■ Exercise requirements
Restate the following entries exactly. Keep the pictures out.

---

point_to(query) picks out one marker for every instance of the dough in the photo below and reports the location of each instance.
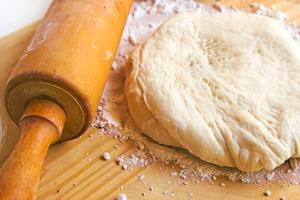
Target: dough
(226, 87)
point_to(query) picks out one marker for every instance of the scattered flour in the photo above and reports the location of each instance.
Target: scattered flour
(144, 19)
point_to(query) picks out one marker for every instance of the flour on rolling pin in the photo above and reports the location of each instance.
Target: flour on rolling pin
(114, 120)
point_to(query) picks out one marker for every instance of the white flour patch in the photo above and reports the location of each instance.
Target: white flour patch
(113, 117)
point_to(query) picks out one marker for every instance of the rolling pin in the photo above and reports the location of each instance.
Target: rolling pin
(56, 86)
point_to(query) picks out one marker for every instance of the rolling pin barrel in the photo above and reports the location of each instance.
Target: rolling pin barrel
(62, 72)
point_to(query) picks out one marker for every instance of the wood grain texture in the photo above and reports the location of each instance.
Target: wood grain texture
(78, 161)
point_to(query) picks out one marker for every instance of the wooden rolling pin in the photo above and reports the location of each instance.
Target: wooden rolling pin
(57, 84)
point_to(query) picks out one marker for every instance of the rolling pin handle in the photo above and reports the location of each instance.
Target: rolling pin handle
(41, 125)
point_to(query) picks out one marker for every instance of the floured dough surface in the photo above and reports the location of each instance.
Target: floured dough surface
(226, 87)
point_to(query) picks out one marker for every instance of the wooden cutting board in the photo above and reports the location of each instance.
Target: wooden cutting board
(74, 171)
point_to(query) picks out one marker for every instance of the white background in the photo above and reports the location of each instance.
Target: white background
(15, 14)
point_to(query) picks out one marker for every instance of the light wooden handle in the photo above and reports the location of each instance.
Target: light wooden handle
(41, 125)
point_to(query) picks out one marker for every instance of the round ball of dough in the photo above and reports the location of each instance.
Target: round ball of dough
(226, 87)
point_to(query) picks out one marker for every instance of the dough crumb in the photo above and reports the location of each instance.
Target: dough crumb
(267, 193)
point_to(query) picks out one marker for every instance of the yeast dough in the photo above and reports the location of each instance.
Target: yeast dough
(226, 87)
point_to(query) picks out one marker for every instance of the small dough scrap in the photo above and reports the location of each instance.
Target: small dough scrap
(225, 86)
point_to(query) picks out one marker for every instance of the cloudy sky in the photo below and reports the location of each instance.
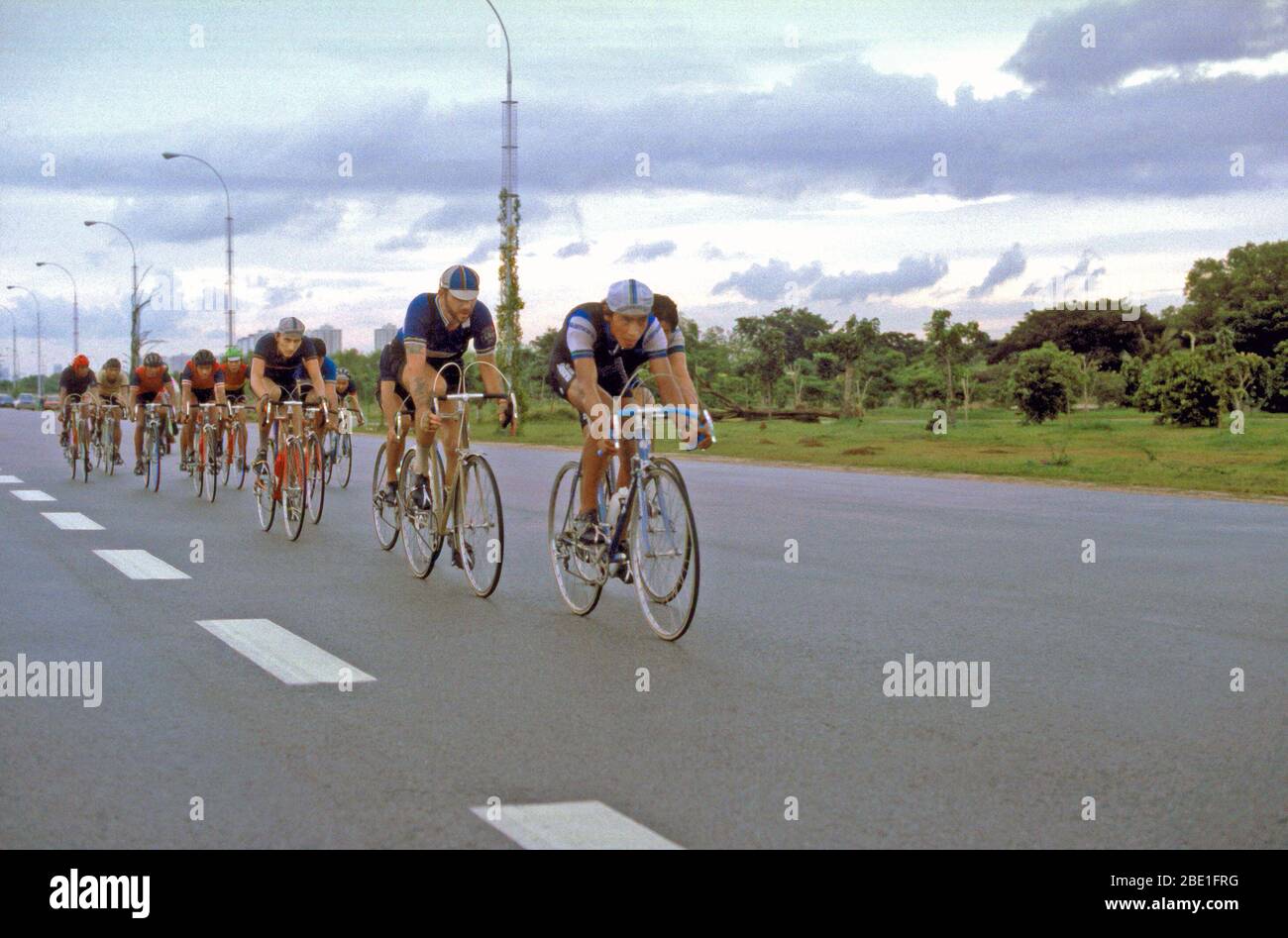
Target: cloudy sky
(879, 158)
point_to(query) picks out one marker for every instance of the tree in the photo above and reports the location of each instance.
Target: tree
(952, 343)
(509, 330)
(1247, 291)
(861, 355)
(1042, 380)
(1181, 389)
(1098, 333)
(1235, 373)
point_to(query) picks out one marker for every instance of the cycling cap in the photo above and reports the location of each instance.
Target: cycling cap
(462, 282)
(630, 298)
(290, 326)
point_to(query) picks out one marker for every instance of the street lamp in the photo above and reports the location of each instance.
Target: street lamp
(75, 304)
(228, 227)
(40, 361)
(134, 295)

---

■ Task solution
point_to(query) picks out one marker for every instance of the dough in the photo below and reports the location of each instance.
Target: dough
(226, 87)
point_to(query) picks out one marker for every instance of the scattered flour in the photo above and reports the location of each instance.
Target: scattered flour
(144, 19)
point_to(query) picks out one marker for every instance of the flour on rolling pin in the photo above and reports the location of each instance.
Target: flour on rolling pin
(114, 120)
point_to(query) picks out one marker for every instance of the white flour patch in the photo above and reports the location of each instance.
Target: white flour patch
(113, 117)
point_to(query) picks out one marker for every instance of the rolling pin in the photo above and reports the location of each instance.
Target: rolling pin
(56, 86)
point_to(query) picks out one marker for every instance of the rolling pin barrel in the photo above and reports the location of each instance.
Target: rolling pin barrel
(62, 72)
point_to(query) picks out one marker for every instance of the wood grain texture in the photo above and reports the location of each instance.
Target: wood grain texture
(78, 161)
point_to(query) picks out one marker for every instance of the wooden rolling pin in the photo above and reports the location of each instance.
Target: wooden rolling pin
(57, 84)
point_to(query) picks out one marker for every instance of the rolling pin handle in the photo above and reports the location of each instance.
Target: rolling pin handle
(41, 125)
point_to(query) picks out one marker for every instance of the floured dough surface in the photo above and reports the location of each instance.
Target: floured dough surface
(226, 87)
point_to(query) picks out one marker for every instance of the wooden cutting board in the photo above and reports the location of each instance.
Target: wooden cutting board
(74, 171)
point_to(query) picks out one marker for every instance of the white background in the photo above and reports the location of each instance.
Target: white background
(15, 14)
point_to(query) picks out one marker for every instance of the light wooden handle in the photo above and reports the location of each instance.
Target: light wooden handle
(41, 125)
point_to(query) picks out one marker for every instance of the round ball of dough in the photo above and reports the location of each instance.
Target: round ball of dough
(226, 87)
point_to(query) picks out one marker for every instance of the dough crumb in the photo above and reports the location of each instance.
Target: dough crumb
(267, 193)
point_to(query) picks out one marker for every instance of the yeast dough in the photo above and reports the location of each instance.
Target: yeast dough
(226, 87)
point_to(query) picks out one marker for every instance of the small dough scrap in the photo above and reports the location of each instance.
Target: small dough scrap
(225, 86)
point_to(query) picks out one marker for every instance of the cloudy sky in the photo below and reports the location of each instance.
Target: cloudy sky
(879, 158)
point_to(query) picks out one marker for every instance of the tree in the photo above and reports the location of each instance.
Target: tree
(952, 343)
(509, 330)
(1247, 291)
(861, 355)
(1042, 380)
(1181, 389)
(1098, 333)
(1235, 373)
point_to(query) picks out one marker for every instance of the cycling cap in the photo above and reports the location of each instance.
Target: cycling cap
(462, 282)
(630, 298)
(290, 326)
point_to(query) picks out one marker for every instance of the street lamp in the photo above and reports the location of each instance.
Target: street lamp
(75, 304)
(228, 227)
(40, 361)
(134, 295)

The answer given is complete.